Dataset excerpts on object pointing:
========================================================================

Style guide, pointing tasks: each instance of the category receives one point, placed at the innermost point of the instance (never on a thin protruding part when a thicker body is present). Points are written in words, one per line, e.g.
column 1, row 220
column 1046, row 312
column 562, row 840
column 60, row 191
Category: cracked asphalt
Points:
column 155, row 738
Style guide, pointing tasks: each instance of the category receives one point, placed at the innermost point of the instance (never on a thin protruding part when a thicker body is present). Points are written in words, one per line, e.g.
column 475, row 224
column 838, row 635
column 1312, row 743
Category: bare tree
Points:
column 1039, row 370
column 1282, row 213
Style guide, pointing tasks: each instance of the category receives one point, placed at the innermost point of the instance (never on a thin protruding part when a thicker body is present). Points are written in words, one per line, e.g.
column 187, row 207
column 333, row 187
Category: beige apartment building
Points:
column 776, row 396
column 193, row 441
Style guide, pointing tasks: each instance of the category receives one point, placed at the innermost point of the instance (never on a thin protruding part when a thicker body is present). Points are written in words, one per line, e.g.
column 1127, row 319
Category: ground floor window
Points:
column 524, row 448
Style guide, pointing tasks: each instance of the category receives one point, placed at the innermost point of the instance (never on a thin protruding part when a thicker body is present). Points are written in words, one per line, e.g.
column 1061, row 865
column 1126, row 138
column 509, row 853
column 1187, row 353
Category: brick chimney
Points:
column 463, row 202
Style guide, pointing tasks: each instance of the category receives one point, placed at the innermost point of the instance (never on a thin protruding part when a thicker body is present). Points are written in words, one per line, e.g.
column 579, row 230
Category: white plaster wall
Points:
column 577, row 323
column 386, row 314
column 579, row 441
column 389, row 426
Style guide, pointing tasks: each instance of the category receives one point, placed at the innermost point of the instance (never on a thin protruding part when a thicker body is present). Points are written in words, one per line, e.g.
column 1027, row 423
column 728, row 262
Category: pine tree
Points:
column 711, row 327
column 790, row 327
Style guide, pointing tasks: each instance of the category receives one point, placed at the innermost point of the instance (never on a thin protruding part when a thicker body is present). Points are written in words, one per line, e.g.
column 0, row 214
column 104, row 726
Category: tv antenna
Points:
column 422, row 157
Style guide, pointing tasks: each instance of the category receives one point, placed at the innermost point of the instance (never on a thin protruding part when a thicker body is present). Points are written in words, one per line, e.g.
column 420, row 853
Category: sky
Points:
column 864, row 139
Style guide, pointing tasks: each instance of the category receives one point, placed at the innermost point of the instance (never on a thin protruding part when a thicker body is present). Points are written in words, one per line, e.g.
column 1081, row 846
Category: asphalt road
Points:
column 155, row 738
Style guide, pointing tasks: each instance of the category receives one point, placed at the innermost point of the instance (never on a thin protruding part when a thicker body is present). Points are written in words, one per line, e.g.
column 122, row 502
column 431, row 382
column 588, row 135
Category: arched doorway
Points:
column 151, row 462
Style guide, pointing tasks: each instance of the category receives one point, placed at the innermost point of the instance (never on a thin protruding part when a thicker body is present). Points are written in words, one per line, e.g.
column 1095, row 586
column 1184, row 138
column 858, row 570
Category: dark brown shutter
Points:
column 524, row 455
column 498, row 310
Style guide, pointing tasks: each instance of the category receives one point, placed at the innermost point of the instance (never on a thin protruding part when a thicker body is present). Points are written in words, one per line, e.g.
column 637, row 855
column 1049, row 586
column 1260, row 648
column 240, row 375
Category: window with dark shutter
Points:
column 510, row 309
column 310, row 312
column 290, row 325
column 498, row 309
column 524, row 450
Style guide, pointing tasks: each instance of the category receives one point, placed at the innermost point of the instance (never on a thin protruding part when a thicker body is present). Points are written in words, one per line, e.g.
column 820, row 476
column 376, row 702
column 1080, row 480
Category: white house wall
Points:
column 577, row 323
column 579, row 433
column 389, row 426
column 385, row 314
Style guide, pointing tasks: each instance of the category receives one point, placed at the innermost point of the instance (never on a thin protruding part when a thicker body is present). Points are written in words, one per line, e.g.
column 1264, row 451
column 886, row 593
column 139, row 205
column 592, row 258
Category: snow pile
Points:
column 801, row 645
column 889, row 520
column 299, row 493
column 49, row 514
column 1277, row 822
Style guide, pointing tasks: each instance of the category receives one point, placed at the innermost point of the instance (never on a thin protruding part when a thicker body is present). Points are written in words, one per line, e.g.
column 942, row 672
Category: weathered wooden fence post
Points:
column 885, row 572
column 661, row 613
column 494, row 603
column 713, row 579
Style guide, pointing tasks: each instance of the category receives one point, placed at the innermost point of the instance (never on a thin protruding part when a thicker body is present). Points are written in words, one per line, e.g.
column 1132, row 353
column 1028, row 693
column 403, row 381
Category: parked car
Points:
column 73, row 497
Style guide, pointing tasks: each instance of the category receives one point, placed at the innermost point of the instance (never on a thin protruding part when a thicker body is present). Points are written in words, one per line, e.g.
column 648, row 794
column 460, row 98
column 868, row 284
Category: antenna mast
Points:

========================================================================

Instructions for the task – Your task is to retype all of the records exactly.

Result of the task –
Style guide, pointing tasks: each instance of the category receives one point, placed at the innermost point of the instance (never on a thin protruding part when a thicker body is present). Points are written in words, one per line, e.g.
column 1, row 220
column 1046, row 312
column 562, row 840
column 60, row 191
Category: cracked asphalt
Points:
column 155, row 738
Style guide, pointing tasks: each instance of the category receives one point, placed at the innermost point of the instance (never on a thin protruding part when a thicker body is present). Points are written in words, one per line, e.g.
column 475, row 224
column 838, row 635
column 1312, row 743
Category: bare tree
Points:
column 1039, row 370
column 1282, row 213
Style guide, pointing tasks: each instance of the category receives one point, placed at the innermost point of the instance (never on a thin protruding part when a thicker body is present). Points are written in words, one per line, e.g.
column 187, row 207
column 333, row 187
Category: beige apartment building
Points:
column 776, row 396
column 193, row 441
Style guide, pointing tasks: each instance of the category receives one point, placed at the innermost point of the instance (never on a thin protruding part when a thicker body is present). Points are written in words, one per line, e.g.
column 1127, row 319
Category: ground floor window
Points:
column 524, row 448
Style guide, pointing tasks: each instance of the category receives one point, placed at the innermost point of the instance (never on a thin protruding part when a thicker body is present). Points are written in words, one per line, e.g.
column 1061, row 865
column 1126, row 138
column 509, row 853
column 1187, row 353
Category: brick chimney
Points:
column 463, row 202
Style guide, pointing tasks: each instance of the category receives one point, placed at the innermost point of the instance (never on a thin protruding part when a thicker body is present). Points are written in words, one per line, e.g.
column 579, row 230
Category: white plaster wall
Points:
column 577, row 323
column 386, row 314
column 579, row 441
column 389, row 426
Style guide, pointing tasks: each instance of the category receives one point, placed at the innermost point of the instance (never on a thin protruding part when a thicker body is present). Points are written in words, one per line, e.g.
column 1027, row 423
column 728, row 262
Category: pine tree
Points:
column 711, row 327
column 790, row 327
Style guide, pointing tasks: each instance of the category receives one point, placed at the innermost point of the instance (never on a thin protruding part when a thicker body is present). Points are written in words, one per line, e.g.
column 0, row 214
column 104, row 726
Category: tv antenna
Points:
column 422, row 157
Style guide, pointing tasks: each instance of the category receives one point, placed at the innermost point of the instance (never on a thin protruding part when a thicker body is present). Points are written in words, one per line, e.g.
column 420, row 853
Category: sky
Points:
column 864, row 139
Style guide, pointing tasks: each instance of the category receives one point, placed at the innermost point of the instance (never on a thin protruding part when a thicker body is present). Points are written in words, one per line, e.g.
column 1081, row 846
Category: asphalt road
Points:
column 155, row 738
Style guide, pointing tasks: each instance of the category receives one point, placed at the innermost point of the instance (never on a thin protruding part when a thicker body is present). Points are written in words, one per line, e.g.
column 122, row 502
column 431, row 382
column 588, row 135
Category: arched doorway
Points:
column 151, row 462
Style guide, pointing tasks: each instance of the category receives one point, placed at the innermost point of the instance (never on a thin protruding part when a thicker body is present). Points are written in words, one per line, e.g.
column 1095, row 586
column 1184, row 138
column 858, row 570
Category: dark brown shutter
Points:
column 524, row 455
column 498, row 310
Style guide, pointing tasks: each instance of the category receives one point, placed at the innermost point of the instance (never on a thin protruding part when a thicker body is present). Points are written in words, one per line, e.g.
column 637, row 855
column 1049, row 586
column 1260, row 648
column 240, row 375
Category: window with dark shutter
Points:
column 510, row 309
column 310, row 312
column 290, row 325
column 498, row 309
column 524, row 450
Style guide, pointing tasks: each instance of the category receives one point, placed at the innermost point of the instance (never on a thin protruding part when a thicker body is present). Points are written in words, one per line, e.g.
column 820, row 476
column 376, row 702
column 1080, row 480
Category: white house wall
Points:
column 577, row 323
column 579, row 433
column 389, row 426
column 385, row 314
Style guide, pointing tasks: each instance of the category receives one point, placed at the innermost point of the instance (never on a thin protruding part when a thicker body is present). Points are written in words, one per line, e.g.
column 1264, row 451
column 886, row 593
column 139, row 205
column 592, row 258
Category: snow pile
Points:
column 801, row 645
column 889, row 520
column 299, row 493
column 49, row 514
column 1277, row 822
Style guide, pointing tasks: each instance of the category receives one point, placed at the innermost point of the instance (never on a thin protruding part when a thicker body is present). Points are written in words, one per line, e.g.
column 942, row 672
Category: weathered wooden fence post
Points:
column 885, row 572
column 661, row 613
column 494, row 603
column 713, row 579
Style guide, pointing tasks: each instance of the category receives one point, placed at the innermost point of the instance (never on a thin protruding part when a thicker body is present). Points are written in words, one per line, e.g.
column 1132, row 353
column 1028, row 693
column 403, row 381
Category: parked car
Points:
column 73, row 497
Style guide, pointing tasks: each instance of the category receives one point, placed at the innermost point of the instance (never on a thin protruding part when a thicker body is present). Points are written in words, one per line, e.g.
column 648, row 794
column 460, row 98
column 868, row 284
Category: antenna mast
Points:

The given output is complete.